WHAT IS EXPECTED: Rewrite the listing lines that begin at the line containing "Task: the pointer indicates each instance of the white sky" and stop after the line containing "[[410, 316]]". Replace "mountain slope" with "hill slope" and leave everything else unchanged.

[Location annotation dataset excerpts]
☆ ☆ ☆ ☆ ☆ ☆ ☆
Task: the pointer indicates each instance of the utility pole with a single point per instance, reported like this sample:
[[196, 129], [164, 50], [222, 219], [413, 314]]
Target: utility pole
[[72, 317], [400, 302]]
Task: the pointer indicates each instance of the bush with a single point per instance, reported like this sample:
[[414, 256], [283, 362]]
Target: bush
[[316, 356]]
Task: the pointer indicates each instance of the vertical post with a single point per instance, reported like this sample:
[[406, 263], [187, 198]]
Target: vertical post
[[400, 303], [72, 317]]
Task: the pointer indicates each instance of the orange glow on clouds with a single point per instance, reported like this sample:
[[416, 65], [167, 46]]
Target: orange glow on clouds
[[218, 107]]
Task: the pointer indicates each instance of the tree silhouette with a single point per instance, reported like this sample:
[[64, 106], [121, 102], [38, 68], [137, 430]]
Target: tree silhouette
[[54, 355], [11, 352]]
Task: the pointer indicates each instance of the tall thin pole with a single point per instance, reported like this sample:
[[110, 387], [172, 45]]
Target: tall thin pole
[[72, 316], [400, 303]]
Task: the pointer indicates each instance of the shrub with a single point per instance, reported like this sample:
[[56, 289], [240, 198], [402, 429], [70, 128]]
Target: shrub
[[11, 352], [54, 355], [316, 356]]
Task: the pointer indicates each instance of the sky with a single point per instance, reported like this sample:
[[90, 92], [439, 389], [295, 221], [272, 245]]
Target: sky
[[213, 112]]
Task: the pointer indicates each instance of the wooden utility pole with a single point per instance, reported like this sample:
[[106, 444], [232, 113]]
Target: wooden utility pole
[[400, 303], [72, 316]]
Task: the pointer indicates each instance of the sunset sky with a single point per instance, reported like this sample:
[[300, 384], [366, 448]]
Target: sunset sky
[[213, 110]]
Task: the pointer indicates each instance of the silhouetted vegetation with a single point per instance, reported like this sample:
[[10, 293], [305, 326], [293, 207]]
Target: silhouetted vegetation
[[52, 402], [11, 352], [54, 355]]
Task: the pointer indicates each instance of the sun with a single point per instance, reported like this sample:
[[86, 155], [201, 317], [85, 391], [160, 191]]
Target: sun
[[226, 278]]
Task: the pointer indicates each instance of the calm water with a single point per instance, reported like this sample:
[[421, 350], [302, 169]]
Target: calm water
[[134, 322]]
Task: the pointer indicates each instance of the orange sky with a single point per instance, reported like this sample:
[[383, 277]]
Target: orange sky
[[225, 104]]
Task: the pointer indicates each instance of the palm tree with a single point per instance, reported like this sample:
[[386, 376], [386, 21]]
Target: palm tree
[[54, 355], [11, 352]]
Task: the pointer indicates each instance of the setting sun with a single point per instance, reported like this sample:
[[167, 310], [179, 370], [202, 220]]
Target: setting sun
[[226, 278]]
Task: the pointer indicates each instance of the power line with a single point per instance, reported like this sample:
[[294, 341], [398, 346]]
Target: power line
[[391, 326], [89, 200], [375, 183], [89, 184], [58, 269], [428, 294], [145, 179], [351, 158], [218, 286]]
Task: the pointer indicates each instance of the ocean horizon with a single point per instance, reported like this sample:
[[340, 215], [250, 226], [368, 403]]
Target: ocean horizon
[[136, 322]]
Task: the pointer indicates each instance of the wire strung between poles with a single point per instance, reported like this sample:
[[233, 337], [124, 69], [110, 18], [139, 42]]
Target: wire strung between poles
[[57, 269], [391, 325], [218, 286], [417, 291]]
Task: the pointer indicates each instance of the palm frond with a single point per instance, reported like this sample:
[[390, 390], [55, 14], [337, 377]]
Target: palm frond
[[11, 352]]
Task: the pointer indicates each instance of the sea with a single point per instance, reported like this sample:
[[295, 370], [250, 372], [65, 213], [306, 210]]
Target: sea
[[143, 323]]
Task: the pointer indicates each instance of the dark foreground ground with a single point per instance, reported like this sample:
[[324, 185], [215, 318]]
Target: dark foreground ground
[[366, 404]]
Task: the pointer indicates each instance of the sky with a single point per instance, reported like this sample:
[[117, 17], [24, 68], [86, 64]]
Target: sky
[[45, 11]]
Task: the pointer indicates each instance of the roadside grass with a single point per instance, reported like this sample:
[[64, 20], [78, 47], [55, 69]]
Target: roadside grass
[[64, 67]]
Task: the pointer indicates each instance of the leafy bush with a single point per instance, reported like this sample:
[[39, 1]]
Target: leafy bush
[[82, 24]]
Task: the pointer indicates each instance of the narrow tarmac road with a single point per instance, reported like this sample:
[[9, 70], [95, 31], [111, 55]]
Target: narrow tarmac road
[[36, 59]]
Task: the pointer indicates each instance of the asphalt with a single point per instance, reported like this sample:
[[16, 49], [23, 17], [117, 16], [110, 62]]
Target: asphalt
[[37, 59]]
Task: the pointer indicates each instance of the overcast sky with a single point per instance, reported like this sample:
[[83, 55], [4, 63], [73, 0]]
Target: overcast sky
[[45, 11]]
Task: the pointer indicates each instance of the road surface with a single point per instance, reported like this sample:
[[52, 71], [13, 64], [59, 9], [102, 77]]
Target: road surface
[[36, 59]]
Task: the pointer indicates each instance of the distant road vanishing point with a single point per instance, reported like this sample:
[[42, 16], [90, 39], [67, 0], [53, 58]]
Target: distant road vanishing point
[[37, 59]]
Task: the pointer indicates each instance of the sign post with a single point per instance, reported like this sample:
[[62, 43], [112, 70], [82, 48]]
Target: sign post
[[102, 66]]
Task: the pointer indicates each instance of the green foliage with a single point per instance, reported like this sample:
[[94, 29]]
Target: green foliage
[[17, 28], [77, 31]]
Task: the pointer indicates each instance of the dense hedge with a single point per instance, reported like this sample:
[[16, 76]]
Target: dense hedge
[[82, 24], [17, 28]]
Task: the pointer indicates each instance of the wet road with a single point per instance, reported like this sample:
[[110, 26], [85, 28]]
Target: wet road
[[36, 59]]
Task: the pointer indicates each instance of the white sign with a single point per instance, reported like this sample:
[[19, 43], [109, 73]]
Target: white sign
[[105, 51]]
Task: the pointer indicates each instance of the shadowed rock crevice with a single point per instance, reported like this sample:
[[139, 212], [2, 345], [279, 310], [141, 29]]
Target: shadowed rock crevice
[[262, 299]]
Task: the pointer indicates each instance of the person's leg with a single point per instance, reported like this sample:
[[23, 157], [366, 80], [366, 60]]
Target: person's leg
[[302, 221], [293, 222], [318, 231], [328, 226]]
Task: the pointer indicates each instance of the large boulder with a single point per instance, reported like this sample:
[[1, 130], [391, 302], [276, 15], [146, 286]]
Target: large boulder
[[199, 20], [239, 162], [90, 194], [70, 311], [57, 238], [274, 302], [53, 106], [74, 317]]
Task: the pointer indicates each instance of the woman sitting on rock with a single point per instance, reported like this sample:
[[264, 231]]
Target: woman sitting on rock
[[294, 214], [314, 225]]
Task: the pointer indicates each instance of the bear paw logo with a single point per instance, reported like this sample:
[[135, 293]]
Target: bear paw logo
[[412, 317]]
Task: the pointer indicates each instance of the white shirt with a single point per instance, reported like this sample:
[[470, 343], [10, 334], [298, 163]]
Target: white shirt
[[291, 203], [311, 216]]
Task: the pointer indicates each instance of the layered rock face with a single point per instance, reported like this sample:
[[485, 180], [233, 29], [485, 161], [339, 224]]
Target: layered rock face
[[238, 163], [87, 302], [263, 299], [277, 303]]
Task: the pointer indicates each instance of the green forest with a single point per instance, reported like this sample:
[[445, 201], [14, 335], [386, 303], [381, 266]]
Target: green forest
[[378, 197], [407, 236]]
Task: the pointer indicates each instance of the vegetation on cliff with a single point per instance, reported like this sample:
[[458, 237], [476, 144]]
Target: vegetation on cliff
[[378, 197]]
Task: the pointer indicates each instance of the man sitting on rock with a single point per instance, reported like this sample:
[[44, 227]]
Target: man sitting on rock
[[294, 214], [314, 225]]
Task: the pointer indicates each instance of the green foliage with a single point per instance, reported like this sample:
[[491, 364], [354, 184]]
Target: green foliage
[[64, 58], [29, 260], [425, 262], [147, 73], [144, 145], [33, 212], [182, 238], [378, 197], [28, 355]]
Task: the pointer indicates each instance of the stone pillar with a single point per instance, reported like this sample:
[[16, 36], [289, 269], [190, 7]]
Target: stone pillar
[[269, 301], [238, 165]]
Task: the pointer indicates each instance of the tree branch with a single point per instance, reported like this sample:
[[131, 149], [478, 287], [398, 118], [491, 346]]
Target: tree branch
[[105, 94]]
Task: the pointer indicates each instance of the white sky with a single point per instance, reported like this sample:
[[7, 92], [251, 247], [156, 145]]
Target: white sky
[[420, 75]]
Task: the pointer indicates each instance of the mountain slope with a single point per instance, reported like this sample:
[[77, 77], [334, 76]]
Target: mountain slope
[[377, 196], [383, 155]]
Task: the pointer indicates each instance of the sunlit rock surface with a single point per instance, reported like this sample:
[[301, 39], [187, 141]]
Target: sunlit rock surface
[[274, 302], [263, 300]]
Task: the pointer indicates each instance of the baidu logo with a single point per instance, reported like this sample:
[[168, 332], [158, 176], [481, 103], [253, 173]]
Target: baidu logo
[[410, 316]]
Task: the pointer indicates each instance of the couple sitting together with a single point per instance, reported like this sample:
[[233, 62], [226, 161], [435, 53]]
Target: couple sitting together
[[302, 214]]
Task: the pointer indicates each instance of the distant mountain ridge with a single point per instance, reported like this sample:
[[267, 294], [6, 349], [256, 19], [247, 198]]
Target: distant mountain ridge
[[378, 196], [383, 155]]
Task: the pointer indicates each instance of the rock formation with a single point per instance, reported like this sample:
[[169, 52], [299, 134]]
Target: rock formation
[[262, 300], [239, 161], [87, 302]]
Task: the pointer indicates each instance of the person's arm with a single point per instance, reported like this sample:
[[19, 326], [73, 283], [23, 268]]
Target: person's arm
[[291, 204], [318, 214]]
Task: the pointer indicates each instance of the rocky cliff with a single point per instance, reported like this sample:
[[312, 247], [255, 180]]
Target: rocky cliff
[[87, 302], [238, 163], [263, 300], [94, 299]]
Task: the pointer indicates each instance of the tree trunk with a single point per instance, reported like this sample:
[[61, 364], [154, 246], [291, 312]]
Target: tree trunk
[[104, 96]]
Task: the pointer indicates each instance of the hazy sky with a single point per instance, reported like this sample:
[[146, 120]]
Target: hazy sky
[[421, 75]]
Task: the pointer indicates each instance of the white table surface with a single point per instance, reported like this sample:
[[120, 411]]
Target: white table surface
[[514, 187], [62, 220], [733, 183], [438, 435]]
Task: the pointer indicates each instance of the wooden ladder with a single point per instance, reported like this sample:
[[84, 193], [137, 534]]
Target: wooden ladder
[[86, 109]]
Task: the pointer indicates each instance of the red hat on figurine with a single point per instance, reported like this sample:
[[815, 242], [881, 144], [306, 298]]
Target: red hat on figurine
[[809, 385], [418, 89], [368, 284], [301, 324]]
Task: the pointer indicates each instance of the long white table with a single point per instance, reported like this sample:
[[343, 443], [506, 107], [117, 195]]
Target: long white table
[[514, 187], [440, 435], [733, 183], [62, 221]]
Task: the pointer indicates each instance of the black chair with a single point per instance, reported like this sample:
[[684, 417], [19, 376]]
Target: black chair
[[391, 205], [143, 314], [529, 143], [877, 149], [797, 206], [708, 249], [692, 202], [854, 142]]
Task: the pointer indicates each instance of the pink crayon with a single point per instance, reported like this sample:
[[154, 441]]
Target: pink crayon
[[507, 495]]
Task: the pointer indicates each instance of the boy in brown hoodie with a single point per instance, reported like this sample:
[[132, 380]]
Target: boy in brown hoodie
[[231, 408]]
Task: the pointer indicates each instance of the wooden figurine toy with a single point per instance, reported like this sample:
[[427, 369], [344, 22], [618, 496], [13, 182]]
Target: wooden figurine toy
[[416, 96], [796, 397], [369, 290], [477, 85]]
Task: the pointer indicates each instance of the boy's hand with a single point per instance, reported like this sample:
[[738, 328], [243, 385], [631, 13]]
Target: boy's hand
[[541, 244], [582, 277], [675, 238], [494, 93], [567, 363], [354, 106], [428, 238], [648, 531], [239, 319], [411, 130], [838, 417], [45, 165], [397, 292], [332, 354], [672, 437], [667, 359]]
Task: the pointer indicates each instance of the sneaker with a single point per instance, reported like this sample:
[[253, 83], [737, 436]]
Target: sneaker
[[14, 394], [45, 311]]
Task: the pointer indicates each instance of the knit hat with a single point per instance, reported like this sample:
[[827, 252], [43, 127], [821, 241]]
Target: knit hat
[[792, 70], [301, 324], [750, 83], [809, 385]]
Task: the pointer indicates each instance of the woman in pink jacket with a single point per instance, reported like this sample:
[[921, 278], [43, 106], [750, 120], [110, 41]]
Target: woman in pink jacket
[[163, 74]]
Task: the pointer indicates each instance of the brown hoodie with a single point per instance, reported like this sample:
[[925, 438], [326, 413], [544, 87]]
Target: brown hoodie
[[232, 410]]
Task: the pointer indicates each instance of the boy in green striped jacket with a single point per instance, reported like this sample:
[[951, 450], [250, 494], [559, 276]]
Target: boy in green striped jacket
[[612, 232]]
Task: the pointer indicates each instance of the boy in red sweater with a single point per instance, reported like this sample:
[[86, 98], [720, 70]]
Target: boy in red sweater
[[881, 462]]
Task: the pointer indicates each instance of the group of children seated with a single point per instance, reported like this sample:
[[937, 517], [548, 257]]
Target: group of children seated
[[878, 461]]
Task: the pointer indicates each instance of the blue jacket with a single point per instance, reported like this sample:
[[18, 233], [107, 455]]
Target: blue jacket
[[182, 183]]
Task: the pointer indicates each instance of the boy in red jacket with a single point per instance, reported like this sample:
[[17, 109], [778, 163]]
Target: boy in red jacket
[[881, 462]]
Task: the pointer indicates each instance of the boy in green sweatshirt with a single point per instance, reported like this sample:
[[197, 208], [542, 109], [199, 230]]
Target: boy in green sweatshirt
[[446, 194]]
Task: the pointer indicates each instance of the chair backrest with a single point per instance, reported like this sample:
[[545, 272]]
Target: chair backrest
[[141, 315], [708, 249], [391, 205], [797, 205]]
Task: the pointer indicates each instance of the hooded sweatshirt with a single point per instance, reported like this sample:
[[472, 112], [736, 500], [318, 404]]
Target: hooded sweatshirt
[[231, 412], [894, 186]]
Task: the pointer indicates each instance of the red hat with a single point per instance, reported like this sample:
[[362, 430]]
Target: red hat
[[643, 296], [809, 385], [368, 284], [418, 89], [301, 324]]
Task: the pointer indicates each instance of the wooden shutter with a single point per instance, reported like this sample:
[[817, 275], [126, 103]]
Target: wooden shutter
☆ ☆ ☆ ☆ ☆ ☆ ☆
WORKED ANSWER:
Task: the pointer indicates each instance of the white sky with a single point per instance, reported like this sample:
[[7, 92], [251, 247], [156, 145]]
Target: white sky
[[420, 75]]
Task: the pointer indicates each instance of the hill slope with a single point per instance, reported like this sample:
[[77, 77], [334, 76]]
Target: hill slope
[[377, 196], [383, 155]]
Task: the pointer indicates each instance of the sunlit rock surface with a single point per instance, reported like this sample:
[[301, 39], [187, 141]]
Target: sunlit rock surface
[[274, 302], [263, 300]]
Task: the pointer indicates each instance of the baidu logo with a single point per instance, reported like this sample:
[[168, 332], [158, 176], [481, 103], [253, 173]]
Target: baidu logo
[[410, 316]]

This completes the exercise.